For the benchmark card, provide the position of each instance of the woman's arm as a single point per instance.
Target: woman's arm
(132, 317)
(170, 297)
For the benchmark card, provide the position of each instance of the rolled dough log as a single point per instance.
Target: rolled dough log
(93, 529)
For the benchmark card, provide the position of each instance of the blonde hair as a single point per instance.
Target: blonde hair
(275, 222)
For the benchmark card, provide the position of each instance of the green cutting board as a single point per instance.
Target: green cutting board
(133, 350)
++++++++++
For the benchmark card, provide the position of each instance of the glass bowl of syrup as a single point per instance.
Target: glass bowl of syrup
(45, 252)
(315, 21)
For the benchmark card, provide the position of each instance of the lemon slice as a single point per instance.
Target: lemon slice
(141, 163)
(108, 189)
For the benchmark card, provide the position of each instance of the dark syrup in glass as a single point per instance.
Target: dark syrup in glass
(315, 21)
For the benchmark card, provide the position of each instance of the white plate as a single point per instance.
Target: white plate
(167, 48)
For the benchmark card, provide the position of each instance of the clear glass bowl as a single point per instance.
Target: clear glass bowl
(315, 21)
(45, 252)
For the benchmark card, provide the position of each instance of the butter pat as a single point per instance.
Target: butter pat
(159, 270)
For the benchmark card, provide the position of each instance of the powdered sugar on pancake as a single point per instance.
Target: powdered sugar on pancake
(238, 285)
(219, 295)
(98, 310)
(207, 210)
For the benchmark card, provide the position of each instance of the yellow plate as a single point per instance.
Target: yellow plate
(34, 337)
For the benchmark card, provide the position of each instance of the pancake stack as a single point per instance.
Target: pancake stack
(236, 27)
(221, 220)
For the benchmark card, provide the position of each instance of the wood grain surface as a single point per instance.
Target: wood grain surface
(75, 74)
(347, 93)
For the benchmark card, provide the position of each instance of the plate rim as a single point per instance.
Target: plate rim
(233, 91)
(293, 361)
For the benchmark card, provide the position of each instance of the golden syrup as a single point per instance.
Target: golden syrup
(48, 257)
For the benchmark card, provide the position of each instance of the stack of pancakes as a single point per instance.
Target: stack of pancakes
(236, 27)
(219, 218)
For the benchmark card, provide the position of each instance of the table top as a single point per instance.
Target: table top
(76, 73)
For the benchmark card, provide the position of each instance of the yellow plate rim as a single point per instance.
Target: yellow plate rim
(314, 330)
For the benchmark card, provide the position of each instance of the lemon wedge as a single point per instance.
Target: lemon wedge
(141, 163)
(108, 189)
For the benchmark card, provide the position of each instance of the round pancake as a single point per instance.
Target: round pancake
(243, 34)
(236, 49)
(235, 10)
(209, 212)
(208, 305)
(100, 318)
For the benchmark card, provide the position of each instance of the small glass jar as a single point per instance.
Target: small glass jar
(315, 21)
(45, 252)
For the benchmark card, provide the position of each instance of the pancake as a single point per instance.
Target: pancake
++++++++++
• _Work instructions_
Please collect every line above that contains the word "dough" and copy each of those lines in full.

• _Finished answer_
For the benchmark card, provide the position of each instance of the rolled dough log as a single point per instance.
Target: rolled dough log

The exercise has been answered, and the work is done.